### [ЧТО СДЕЛАТЬ]
**A)** Соответствуют ли тексту об одиночном заключении утверждения (i) «заключение делает лица женщин человечнее и утонченнее», (ii) «самоубийства среди заключенных часты» и (iii) «кара для женщин названа менее жестокой, чем для мужчин»? На каждое ответьте «да» или «нет» и приведите решающие слова текста в точности.
**B)** Назовите все качества, которые приписаны женщинам как «созданиям» в тексте об одиночном заключении.
**C)** Перепишите слово в слово фрагмент текста об одиночном заключении, начиная со слов «На изможденных лицах» и продолжая вплоть до слов «вам на него.».

### [ТЕКСТ]

>>>>>

Читаем Том 9. Американские заметки. Картины Италии полностью

На изможденных лицах узников застыло одно и то же выражение. Не знаю, с чем сравнить его. В нем есть нечто от того напряженного внимания, какое видишь на лицах слепых или глухих, и вместе с тем ужас, словно они втайне чем-то запуганы. В каждой тесной камере, куда я входил, и за каждой решеткой, сквозь которую я глядел, я видел, казалось, один и тот же трагический облик. Он живет в моей памяти с яркостью образа, созданного замечательным художником. Пусть пройдет передо мной среди сотни людей лишь один, только что выпущенный из одиночного заключения, — и я укажу вам на него.

Как я уже говорил, лица женщин заключение делает человечнее и утонченнее — потому ли, что женщины лучше по натуре и это проявляется в одиночестве, или потому, что они — создания более мягкие, более терпеливые и привычные к страданию, — не знаю; но это так. Тем не менее вряд ли нужно добавлять, что, на мой взгляд, эта кара в отношении их так же несправедлива и жестока, как и в отношении мужчин.

По моему глубокому убеждению, независимо от вызываемых им нравственных мук, — мук столь острых и безмерных, что никакая фантазия не могла бы здесь сравниться с действительностью, — одиночное заключение так болезненно действует на рассудок, что он теряет способность воспринимать грубую действительность внешнего мира с его кипучей деятельностью. Я твердо уверен, что те, кто подвергся такого рода испытанию, должны вернуться в общество морально неустойчивыми и больными. Известно много случаев, когда люди по собственной воле или по необходимости проводили свою жизнь в полном одиночестве, но я вряд ли припомню, даже среди мудрецов, обладавших ясным и могучим умом, хотя бы одного, у которого такой образ жизни не вызвал бы умственного расстройства или жутких галлюцинаций. Какие только чудовищные призраки, вскормленные унынием и сомнением, порожденные и взращенные в одиночестве, не бродят по земле, обезображивая мир и омрачая лик небес!

Самоубийства среди заключенных здесь редки, в сущности почти неизвестны. Но из этого отнюдь нельзя сделать логический вывод в пользу самой системы, хотя на этом часто настаивают. Все, кто посвятил себя изучению душевных болезней, прекрасно знают, что человек может впасть в такую предельную подавленность и отчаяние, которые изменят весь его характер и убьют в нем всякую душевную гибкость и способность сопротивляться, — и однако же он остановится перед самоуничтожением. Это обычная история.

<<<<<

### [СПИСОК ДАННЫХ]
>>>>>

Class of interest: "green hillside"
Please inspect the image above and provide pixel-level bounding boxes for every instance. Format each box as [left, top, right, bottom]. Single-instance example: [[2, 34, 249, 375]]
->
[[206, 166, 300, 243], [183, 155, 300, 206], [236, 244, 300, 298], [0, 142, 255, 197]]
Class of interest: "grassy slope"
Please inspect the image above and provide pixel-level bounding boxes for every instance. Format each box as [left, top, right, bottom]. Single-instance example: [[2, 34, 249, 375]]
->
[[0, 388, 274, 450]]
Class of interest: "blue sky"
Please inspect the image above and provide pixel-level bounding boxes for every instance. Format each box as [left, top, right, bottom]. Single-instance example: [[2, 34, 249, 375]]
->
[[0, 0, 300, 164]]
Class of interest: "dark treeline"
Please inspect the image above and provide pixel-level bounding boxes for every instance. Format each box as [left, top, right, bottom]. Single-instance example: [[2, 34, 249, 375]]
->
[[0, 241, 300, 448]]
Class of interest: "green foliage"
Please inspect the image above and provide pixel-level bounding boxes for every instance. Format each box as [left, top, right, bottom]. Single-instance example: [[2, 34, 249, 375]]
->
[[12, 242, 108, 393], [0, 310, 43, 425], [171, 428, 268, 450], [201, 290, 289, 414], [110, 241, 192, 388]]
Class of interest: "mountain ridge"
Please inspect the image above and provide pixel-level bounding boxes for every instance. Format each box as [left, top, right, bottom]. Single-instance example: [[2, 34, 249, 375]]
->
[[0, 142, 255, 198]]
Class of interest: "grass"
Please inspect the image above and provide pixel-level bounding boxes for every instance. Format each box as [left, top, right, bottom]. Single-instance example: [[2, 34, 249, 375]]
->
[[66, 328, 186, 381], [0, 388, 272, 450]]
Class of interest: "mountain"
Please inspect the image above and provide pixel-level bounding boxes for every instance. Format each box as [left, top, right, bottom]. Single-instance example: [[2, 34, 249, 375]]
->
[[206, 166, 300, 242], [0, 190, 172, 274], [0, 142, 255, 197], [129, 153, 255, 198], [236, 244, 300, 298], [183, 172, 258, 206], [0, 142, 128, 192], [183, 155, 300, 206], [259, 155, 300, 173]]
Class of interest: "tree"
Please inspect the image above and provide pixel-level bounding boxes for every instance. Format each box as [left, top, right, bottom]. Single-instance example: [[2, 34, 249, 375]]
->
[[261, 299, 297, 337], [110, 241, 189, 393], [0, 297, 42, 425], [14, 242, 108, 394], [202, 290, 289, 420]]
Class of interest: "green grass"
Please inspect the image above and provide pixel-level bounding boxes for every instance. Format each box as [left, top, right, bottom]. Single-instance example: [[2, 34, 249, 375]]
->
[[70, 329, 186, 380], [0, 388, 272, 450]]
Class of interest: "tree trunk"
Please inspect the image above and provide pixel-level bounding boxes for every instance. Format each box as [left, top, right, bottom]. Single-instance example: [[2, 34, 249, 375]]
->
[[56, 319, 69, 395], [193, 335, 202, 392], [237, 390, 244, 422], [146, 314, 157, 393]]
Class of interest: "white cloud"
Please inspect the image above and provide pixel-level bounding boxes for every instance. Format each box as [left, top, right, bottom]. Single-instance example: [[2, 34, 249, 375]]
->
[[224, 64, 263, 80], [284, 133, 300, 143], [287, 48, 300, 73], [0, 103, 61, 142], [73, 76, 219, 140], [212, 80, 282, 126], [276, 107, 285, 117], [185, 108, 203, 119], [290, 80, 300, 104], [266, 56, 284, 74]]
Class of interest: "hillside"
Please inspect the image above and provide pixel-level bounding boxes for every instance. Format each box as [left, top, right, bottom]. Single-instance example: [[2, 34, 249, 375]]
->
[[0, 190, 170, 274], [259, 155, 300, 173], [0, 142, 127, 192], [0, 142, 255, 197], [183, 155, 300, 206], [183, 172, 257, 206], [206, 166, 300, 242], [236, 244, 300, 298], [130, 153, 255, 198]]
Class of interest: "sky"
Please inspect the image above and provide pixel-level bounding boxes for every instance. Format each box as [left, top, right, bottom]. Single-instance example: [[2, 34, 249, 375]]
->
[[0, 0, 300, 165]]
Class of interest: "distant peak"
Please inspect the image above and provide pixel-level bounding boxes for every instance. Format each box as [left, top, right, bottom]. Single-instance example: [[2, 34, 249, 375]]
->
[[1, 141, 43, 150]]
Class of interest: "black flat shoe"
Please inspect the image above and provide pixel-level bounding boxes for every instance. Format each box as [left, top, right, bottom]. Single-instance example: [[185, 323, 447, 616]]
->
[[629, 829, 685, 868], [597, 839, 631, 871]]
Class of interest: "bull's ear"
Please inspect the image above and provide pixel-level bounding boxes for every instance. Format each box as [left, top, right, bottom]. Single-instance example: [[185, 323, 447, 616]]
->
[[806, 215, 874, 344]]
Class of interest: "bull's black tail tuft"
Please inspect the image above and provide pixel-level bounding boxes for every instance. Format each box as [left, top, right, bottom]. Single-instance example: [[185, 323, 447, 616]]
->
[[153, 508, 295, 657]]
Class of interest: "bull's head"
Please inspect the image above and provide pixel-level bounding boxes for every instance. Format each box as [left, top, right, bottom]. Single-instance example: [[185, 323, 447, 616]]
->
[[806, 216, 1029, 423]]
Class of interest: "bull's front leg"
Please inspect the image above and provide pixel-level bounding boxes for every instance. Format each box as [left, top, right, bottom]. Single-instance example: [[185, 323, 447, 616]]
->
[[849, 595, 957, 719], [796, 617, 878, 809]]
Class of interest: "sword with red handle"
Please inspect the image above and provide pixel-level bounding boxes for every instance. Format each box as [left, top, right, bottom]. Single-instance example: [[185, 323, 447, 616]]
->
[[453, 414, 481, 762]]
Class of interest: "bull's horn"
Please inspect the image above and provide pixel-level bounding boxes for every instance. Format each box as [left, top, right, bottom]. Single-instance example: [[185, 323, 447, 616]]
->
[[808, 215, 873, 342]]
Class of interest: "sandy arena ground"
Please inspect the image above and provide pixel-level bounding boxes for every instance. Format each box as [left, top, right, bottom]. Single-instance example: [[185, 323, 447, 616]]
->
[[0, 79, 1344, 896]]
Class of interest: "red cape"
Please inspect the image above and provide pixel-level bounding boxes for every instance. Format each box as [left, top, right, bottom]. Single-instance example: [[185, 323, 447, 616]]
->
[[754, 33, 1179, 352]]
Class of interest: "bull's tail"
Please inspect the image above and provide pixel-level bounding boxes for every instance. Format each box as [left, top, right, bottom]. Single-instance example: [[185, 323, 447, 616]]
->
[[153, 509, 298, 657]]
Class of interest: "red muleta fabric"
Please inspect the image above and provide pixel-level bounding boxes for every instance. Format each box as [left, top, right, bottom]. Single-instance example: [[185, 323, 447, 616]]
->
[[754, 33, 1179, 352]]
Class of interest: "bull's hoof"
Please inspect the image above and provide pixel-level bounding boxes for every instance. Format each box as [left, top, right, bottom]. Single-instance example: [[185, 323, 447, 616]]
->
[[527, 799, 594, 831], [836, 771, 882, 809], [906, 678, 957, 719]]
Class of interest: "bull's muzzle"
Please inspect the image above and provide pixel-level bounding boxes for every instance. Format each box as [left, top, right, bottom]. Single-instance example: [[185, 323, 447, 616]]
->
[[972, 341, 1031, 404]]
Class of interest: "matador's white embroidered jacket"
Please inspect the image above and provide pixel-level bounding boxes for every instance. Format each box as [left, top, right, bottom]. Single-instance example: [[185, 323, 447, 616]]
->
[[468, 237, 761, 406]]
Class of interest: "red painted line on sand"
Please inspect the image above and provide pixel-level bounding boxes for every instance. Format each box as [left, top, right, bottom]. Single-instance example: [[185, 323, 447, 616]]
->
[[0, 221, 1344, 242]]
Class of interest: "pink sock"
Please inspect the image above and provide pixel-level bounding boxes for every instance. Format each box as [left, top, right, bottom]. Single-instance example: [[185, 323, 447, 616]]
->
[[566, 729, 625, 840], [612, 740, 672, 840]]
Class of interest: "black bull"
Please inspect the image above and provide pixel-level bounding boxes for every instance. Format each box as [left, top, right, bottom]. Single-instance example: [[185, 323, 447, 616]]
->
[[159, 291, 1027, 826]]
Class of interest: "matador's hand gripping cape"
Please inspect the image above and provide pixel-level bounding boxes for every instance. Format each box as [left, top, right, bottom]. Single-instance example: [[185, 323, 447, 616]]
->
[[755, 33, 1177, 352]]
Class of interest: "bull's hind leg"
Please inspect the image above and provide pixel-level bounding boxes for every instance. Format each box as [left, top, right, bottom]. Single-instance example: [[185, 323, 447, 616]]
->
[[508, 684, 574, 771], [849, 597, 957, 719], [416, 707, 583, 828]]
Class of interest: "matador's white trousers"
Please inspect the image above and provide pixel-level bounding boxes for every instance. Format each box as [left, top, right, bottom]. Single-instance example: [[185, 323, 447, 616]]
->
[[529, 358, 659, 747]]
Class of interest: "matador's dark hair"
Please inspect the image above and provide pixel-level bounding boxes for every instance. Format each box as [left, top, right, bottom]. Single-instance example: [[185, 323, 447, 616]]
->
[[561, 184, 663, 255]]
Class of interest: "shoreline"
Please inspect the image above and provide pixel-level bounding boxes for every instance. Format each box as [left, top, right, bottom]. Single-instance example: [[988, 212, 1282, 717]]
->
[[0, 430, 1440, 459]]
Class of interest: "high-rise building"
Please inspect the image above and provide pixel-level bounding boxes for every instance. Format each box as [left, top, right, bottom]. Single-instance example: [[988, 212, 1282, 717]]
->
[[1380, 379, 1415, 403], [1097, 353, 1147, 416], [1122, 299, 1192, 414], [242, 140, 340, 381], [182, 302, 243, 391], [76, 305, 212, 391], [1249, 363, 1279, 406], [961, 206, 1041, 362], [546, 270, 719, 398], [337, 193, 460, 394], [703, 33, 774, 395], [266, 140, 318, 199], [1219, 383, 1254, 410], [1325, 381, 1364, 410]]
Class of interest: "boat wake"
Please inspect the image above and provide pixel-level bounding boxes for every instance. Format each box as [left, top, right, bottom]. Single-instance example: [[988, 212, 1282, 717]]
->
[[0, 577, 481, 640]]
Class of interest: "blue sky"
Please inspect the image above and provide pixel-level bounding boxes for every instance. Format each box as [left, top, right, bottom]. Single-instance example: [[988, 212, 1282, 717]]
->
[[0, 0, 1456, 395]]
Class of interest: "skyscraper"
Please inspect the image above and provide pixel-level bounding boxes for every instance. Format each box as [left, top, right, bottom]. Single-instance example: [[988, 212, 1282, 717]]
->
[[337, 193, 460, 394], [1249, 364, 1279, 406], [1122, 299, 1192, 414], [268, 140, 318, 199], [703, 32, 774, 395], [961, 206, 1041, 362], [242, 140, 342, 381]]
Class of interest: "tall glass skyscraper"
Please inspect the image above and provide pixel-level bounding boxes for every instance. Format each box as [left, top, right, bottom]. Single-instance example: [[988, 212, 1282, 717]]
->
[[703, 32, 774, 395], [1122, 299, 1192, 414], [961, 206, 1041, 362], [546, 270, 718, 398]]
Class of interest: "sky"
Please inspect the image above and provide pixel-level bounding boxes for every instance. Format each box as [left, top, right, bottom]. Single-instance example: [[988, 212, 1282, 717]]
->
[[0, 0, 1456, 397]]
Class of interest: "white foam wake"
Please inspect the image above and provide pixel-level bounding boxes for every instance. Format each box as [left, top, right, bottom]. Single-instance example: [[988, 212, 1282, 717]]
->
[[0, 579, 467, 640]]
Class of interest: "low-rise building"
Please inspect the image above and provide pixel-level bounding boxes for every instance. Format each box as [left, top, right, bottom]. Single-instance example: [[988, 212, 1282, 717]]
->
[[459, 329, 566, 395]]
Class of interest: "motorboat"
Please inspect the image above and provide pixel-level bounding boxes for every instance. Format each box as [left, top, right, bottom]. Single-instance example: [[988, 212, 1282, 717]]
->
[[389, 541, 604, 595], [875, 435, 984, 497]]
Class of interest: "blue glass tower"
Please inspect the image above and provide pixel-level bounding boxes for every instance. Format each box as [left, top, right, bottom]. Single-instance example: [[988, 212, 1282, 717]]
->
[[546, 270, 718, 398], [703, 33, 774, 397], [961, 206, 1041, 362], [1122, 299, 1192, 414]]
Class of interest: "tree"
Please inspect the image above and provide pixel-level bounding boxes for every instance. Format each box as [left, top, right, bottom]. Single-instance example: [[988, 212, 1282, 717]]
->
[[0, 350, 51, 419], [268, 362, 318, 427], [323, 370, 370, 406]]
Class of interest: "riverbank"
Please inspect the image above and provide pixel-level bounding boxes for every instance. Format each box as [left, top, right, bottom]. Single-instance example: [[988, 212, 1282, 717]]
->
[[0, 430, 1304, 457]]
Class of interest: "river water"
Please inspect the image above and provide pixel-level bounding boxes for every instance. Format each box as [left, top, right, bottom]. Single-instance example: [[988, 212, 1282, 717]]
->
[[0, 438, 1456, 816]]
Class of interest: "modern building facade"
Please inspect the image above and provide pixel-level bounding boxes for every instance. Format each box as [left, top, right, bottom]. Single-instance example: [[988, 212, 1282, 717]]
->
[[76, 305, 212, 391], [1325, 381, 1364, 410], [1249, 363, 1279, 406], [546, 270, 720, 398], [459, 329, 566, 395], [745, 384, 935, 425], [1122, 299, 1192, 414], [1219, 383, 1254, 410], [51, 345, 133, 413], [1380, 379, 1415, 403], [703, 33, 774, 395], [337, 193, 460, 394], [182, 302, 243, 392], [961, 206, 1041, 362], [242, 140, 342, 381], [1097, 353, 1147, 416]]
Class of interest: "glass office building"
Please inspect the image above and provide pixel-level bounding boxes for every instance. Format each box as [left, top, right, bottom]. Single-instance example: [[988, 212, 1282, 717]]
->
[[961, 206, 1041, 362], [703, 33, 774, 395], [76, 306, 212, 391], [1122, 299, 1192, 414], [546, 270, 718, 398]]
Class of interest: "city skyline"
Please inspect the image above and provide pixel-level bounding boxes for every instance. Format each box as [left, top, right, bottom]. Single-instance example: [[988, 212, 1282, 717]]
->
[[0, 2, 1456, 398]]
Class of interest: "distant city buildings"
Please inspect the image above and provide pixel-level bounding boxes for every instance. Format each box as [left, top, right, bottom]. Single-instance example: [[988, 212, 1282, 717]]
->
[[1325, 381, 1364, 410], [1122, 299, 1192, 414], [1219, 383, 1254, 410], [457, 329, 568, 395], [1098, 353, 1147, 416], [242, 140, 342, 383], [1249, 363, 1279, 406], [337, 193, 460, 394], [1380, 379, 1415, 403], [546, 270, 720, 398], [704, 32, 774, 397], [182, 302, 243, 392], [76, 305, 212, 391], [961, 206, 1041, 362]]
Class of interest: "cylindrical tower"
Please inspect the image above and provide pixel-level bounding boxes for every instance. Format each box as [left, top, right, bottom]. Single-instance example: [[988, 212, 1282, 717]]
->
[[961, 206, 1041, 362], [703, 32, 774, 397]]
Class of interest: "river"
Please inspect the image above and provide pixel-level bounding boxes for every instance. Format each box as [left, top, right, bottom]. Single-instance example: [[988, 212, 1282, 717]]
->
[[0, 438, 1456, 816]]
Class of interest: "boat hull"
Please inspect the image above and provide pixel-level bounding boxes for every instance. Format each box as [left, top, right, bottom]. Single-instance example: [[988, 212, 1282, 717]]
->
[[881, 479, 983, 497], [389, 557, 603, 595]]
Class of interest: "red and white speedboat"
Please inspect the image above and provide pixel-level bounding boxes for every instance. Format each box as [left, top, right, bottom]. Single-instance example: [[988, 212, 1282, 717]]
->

<<<<<

### [ОТВЕТЫ К ЗАДАНИЯМ]
**A)**
(i) Да: «лица женщин заключение делает человечнее и утонченнее».
(ii) Нет: «Самоубийства среди заключенных здесь редки, в сущности почти неизвестны».
(iii) Нет: «эта кара в отношении их так же несправедлива и жестока, как и в отношении мужчин».

**B)** более мягкие; более терпеливые; привычные к страданию

**C)**
На изможденных лицах узников застыло одно и то же выражение. Не знаю, с чем сравнить его. В нем есть нечто от того напряженного внимания, какое видишь на лицах слепых или глухих, и вместе с тем ужас, словно они втайне чем-то запуганы. В каждой тесной камере, куда я входил, и за каждой решеткой, сквозь которую я глядел, я видел, казалось, один и тот же трагический облик. Он живет в моей памяти с яркостью образа, созданного замечательным художником. Пусть пройдет передо мной среди сотни людей лишь один, только что выпущенный из одиночного заключения, — и я укажу вам на него.